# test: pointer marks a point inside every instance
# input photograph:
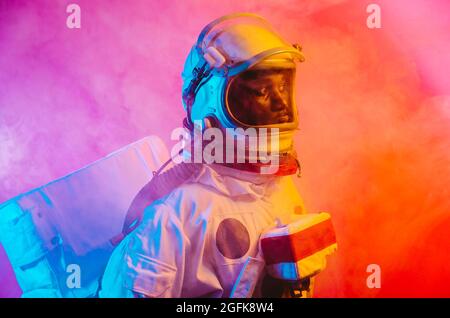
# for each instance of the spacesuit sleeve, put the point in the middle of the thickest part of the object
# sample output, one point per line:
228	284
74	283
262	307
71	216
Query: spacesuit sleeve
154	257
---
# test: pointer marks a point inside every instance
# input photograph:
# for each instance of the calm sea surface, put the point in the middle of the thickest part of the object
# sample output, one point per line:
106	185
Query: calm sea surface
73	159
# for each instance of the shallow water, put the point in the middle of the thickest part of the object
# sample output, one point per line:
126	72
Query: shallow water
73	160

## WHAT THE EXERCISE ASKS
Pick out each line above that contains the word "Query", and copy those lines.

## COMPLETED EXERCISE
Query: spacesuit sleeve
Query: calm sea surface
Query: shallow water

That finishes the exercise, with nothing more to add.